TEXT PASSAGE: Begin
Gates has now made the case for tolerating an Iranian nuclear weapon and against taking military action to prevent that eventuality. In doing so, he elicited no discernible alarm from his Senatorial inquisitors.
We wish one of them had pointed out that an Iranian nuclear weapon would dramatically increase both Teheran's capability to inflict increasing damage against US interests and the likelihood of Iran doing just that. Now it falls to President Bush to reveal whether Gates's thinking reflects his own, or whether he is still committed to preventing the world's most dangerous regime from obtaining the world's most dangerous weapons.
Bush has officially self-destructed by nominating Gates and listening to the Iraq Study Group.
IF he agrees with them, and the Gates appointment and Baker's role makes me think he might, I agree.
Why wouldn't they?
"Did you see how fast they Confirmed him?"
Like he was on rails. What's the confounded rush, I wonder?
is he the real fall guy? normally when they blo in so quick their exit is the same.
'Cause once he's confirmed, Rummy leaves.
The President is doing his best to win overseas at the same time he has lost at home. Remember, he has lost not just the antiwar RATS but also a considerable segment of the Pubbie voters including almost all the Objectivists, Libertarians and Paleoconservatives. Not an easy task and I pray he will prevail.
it seems to me that the iraq study group was set up to present a "realist" analysis and set of recommendations. that is why Baker was chosen as head of it.
who set it up? who chose the members?
i am assuming bush wanted political cover to pull out of iraq.
this is very similar to what nixon did with "vietnamization" of the vietnam war: reduce the US army role to that of advisors, and let the locals fight the bad guys. then pull out troops, and declare "peace with honor".
i recently read an article by brent scowcroft claiming that vietnamization would have worked (if the dem congress hadn't sabotaged it), and that we should use the same strategy in iraq.
i think this is what is going on: "iraqization".
there may not be any real alternative--it is hard for a democratic country to fight a war without public support.
No "blue ribbon" committees in Washington are to diffuse responsibility and concentrate power. Nothing has changed. POTUS has the power and needs peace at home to wage war in Iraq.
The President is a class act politician and knows the above.
A year ago I might have agreed with you...but every human has their breaking point...I fear GW may have met his.
Perhaps. But I see him as being the prototypic "when the going gets tough, the tough get going" type. More definitively he takes anxiety and anger to blend into a fierce resolve to succeed. It is usually experienced as an emotional high and men at least find it almost addictive. That is why they do crazy dangerous things just for fun.
TEXT PASSAGE: End
* WORK TASK
In the discussion of the Gates nomination, who was chosen to head the Iraq Study Group? None of the entries have anything to do with this discussion.
INFORMATION SUPPLIED: Begin
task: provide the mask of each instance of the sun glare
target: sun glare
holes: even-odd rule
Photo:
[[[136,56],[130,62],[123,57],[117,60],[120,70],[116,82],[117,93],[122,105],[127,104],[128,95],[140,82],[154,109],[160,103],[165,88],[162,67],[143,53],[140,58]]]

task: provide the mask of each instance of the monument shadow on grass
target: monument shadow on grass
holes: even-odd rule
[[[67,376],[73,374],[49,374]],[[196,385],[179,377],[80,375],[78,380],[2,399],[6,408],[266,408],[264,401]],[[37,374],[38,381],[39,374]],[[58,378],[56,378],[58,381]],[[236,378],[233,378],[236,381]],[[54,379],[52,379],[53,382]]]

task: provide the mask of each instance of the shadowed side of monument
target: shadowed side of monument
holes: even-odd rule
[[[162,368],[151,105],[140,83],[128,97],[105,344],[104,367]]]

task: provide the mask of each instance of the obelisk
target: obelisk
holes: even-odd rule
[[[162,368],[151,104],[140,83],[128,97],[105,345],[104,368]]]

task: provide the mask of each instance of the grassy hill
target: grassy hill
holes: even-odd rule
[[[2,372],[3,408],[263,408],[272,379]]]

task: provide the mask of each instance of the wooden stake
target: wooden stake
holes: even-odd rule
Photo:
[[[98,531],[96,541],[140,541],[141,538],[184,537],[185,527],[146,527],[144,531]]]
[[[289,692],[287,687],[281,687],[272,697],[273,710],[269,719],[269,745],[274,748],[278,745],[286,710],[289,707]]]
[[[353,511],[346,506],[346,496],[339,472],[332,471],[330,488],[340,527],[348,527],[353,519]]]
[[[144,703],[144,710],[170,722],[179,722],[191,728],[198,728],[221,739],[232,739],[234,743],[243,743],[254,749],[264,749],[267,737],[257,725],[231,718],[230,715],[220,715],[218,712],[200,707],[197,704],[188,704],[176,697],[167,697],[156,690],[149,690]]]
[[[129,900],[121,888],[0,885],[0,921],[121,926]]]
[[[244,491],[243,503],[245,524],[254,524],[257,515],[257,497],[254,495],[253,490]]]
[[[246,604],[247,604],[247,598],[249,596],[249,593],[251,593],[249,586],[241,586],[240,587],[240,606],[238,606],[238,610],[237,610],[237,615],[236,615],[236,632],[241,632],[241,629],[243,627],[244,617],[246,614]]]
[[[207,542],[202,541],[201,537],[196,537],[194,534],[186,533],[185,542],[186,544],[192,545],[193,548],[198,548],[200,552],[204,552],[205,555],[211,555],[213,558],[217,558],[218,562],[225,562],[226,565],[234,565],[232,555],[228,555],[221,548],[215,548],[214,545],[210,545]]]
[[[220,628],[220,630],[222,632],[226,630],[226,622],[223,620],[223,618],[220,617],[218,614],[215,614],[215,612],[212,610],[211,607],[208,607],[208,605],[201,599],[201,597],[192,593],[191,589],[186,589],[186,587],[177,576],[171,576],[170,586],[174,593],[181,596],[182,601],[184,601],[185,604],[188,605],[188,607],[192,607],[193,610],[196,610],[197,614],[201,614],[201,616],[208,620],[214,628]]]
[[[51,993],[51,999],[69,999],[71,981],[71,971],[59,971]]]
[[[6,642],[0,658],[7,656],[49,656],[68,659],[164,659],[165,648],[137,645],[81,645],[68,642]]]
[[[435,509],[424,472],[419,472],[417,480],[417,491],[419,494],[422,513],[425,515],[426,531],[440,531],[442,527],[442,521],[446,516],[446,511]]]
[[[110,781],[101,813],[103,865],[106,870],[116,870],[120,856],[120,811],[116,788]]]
INFORMATION SUPPLIED: End
* TASK RESULT
Baker